Belirtilen Amaç 1:
Kayıtlarda "Target: yellow flower bud" ifadesini içeren satırdan kayıtların sonuna kadar uzanan kısmı, "layout" yerine "format" koyarak değiştirin ve geri kalan her şeyi olduğu gibi bırakarak yeniden yazın.

Verilen Metin:
━━━━━━
İnsanların sahip oldukları inanç, şeref, namus, izzet ve haysiyet gibi yüksek duygular onları, vermiş oldukları sözü yerine getirmeye sevkeder. Fakat herhangi bir manevî inanca ve değere bağlı olmayan münafıkların böyle bir tutum ser­gilemelerini beklemek hayalcilik olur.
“Onlar sizi gözetleyip dururlar, eğer size Allah'tan bir fetih nasip olursa, biz de sizinle beraber değil miydik derler ve eğer savaşta kafirler kazanırsa onlara; biz size üstünlük sağlayıp sizi müminlerden korumadık mı? derler. Artık kıyamet gününde Allah, aranızda hükmedecek ve müminlere karşı kâfirlere asla yol vermeyecektir.”[1243] bu âyet münafıkların sıfatlarından biri olan “dönekliği” ortaya koyuyor. Döneklik, mânevi ölçülere göre değerlendirme yapmayıp, sadece dünya menfaatini hesabederek, olayların oluş seyrine göre hareket edip, yön değiştiren fırsatçı tiplerin genel niteliğidir.[1244]
Arzuladıkları şeylere kavuşabilmek için, yemin etme de dahil her türlü teminatı verirler. İsteklerine ulaştıklarında ise, verdikleri teminatı unutup sözlerinden dönerler.
━━━━━━
Belirtilen Amaç 2:
Münafıklar hakkındaki metne göre döneklik hangi tiplerin genel niteliğidir?

Bölge ana hat girdileri
━━━━━━
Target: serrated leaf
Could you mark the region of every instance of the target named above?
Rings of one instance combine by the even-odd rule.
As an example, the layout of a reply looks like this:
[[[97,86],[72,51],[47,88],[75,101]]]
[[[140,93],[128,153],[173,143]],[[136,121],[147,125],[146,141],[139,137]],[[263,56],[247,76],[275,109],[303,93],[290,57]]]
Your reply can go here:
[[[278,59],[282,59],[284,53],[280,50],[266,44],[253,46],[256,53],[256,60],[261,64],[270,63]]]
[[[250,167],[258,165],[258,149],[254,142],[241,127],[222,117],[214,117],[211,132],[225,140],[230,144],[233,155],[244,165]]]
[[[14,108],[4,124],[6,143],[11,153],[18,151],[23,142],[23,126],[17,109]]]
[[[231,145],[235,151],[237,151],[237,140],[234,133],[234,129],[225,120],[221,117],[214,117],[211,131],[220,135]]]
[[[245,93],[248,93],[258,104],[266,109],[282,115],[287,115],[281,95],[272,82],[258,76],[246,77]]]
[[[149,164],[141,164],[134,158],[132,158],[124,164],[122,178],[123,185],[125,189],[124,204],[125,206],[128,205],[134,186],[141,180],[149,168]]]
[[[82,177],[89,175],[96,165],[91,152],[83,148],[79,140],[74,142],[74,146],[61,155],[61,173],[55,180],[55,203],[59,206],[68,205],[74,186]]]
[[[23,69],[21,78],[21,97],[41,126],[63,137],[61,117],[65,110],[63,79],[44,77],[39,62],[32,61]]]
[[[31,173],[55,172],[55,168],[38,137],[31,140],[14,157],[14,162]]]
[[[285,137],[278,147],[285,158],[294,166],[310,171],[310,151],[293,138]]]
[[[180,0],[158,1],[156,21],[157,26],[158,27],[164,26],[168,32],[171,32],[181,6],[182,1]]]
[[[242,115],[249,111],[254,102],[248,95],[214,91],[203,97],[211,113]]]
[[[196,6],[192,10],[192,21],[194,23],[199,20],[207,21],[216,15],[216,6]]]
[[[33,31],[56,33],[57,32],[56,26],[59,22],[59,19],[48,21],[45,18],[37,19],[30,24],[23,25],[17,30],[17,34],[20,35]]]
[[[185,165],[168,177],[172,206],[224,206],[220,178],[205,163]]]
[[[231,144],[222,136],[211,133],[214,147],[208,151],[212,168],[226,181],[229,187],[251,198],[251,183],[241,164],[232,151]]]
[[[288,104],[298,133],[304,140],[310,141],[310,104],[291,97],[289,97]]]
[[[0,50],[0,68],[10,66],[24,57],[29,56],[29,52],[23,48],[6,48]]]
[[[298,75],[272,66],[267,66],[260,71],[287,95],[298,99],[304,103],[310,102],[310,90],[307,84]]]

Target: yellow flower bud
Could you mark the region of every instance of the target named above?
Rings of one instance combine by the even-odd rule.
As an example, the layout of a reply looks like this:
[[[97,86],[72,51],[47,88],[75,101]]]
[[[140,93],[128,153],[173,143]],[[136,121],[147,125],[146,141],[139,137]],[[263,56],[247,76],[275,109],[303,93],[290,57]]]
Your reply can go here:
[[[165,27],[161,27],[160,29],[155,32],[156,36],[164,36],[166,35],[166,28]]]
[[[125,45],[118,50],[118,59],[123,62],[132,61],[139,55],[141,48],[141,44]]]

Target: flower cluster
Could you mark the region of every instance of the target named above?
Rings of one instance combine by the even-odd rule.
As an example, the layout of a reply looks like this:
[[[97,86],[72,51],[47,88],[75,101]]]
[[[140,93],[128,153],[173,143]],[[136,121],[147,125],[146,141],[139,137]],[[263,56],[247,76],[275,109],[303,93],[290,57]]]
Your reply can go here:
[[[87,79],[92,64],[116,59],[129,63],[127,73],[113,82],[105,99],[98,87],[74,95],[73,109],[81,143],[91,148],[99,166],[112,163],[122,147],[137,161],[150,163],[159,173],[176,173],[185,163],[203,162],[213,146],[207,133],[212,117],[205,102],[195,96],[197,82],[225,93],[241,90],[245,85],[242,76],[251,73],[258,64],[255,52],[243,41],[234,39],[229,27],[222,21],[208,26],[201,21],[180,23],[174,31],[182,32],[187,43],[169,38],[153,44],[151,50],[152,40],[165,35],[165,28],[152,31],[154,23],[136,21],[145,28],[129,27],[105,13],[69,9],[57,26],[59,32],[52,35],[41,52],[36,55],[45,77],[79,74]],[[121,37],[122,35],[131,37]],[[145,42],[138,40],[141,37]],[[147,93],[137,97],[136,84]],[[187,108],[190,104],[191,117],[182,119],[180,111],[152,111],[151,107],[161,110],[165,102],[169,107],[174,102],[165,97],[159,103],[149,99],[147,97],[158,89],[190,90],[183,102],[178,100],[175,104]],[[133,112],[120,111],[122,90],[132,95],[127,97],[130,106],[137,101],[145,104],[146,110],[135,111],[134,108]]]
━━━━━━
Alıştırma Çözümü 1:
Target: yellow flower bud
Could you mark the region of every instance of the target named above?
Rings of one instance combine by the even-odd rule.
As an example, the format of a reply looks like this:
[[[97,86],[72,51],[47,88],[75,101]]]
[[[140,93],[128,153],[173,143]],[[136,121],[147,125],[146,141],[139,137]],[[263,56],[247,76],[275,109],[303,93],[290,57]]]
Your reply can go here:
[[[165,27],[161,27],[160,29],[155,32],[156,36],[164,36],[166,35],[166,28]]]
[[[125,45],[118,50],[118,59],[123,62],[132,61],[139,55],[141,48],[141,44]]]

Target: flower cluster
Could you mark the region of every instance of the target named above?
Rings of one instance combine by the even-odd rule.
As an example, the format of a reply looks like this:
[[[97,86],[72,51],[47,88],[75,101]]]
[[[140,93],[128,153],[173,143]],[[136,121],[147,125],[146,141],[139,137]],[[263,56],[247,76],[275,109],[303,93],[290,57]]]
Your reply can go here:
[[[87,79],[92,64],[116,59],[129,63],[127,73],[113,82],[105,99],[98,87],[74,95],[73,109],[81,143],[91,148],[99,166],[112,163],[122,147],[137,161],[150,163],[159,173],[176,173],[185,163],[203,162],[213,146],[207,133],[212,117],[205,102],[195,96],[197,82],[225,93],[241,90],[245,85],[242,76],[251,73],[258,64],[255,52],[243,41],[234,39],[229,27],[222,21],[208,26],[201,21],[180,23],[174,31],[182,32],[187,43],[169,38],[153,44],[151,50],[152,40],[165,35],[165,28],[152,31],[154,23],[136,21],[145,28],[129,27],[105,13],[69,9],[57,26],[59,32],[52,35],[41,52],[36,55],[45,77],[79,74]],[[121,37],[122,35],[131,37]],[[145,42],[138,40],[141,37]],[[147,93],[137,97],[136,84]],[[187,108],[190,104],[191,117],[182,119],[180,111],[152,111],[151,107],[161,110],[165,102],[169,107],[174,102],[165,97],[159,103],[149,99],[147,97],[158,89],[190,90],[183,102],[178,100],[175,104]],[[133,112],[120,111],[122,90],[132,95],[127,97],[130,106],[137,101],[145,104],[146,110],[135,111],[134,108]]]

Alıştırma Çözümü 2:
Mânevi ölçülere göre değerlendirme yapmayıp sadece dünya menfaatini hesabederek olayların oluş seyrine göre hareket edip yön değiştiren fırsatçı tiplerin.